■ Directions ■
Set out every line of the items below as a Markdown table with the columns Row and Line, giving each row a number and omitting blank lines.

------------------------------

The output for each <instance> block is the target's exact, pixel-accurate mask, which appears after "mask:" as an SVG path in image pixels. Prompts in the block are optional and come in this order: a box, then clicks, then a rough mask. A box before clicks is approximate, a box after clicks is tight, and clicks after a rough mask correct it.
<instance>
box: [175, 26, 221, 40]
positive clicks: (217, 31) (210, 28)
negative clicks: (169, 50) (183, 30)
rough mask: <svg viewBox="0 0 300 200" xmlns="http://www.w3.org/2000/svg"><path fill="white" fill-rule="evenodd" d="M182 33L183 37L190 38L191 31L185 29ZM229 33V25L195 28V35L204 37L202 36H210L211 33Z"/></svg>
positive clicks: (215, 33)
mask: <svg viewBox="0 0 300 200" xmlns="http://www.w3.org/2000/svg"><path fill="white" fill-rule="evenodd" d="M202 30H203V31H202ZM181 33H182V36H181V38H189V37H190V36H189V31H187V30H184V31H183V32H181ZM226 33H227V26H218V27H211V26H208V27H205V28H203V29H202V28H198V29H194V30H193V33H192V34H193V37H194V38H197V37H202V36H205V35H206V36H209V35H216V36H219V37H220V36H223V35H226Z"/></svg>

------------------------------

■ Your response ■
| Row | Line |
|---|---|
| 1 | The output for each <instance> block is the target's exact, pixel-accurate mask, which appears after "mask:" as an SVG path in image pixels. Prompts in the block are optional and come in this order: a box, then clicks, then a rough mask. A box before clicks is approximate, a box after clicks is tight, and clicks after a rough mask correct it. |
| 2 | <instance> |
| 3 | box: [175, 26, 221, 40] |
| 4 | positive clicks: (217, 31) (210, 28) |
| 5 | negative clicks: (169, 50) (183, 30) |
| 6 | rough mask: <svg viewBox="0 0 300 200" xmlns="http://www.w3.org/2000/svg"><path fill="white" fill-rule="evenodd" d="M182 33L183 37L190 38L191 31L185 29ZM229 33V25L195 28V35L204 37L202 36H210L211 33Z"/></svg> |
| 7 | positive clicks: (215, 33) |
| 8 | mask: <svg viewBox="0 0 300 200" xmlns="http://www.w3.org/2000/svg"><path fill="white" fill-rule="evenodd" d="M202 30H203V31H202ZM181 33H182V36H181V38H189V37H190V36H189V31H187V30H184V31H183V32H181ZM226 33H227V26H218V27H211V26H208V27H205V28H203V29H202V28H198V29H194V30H193V33H192V34H193V37H194V38H197V37H202V36H205V35H206V36H209V35H216V36H219V37H220V36H223V35H226Z"/></svg> |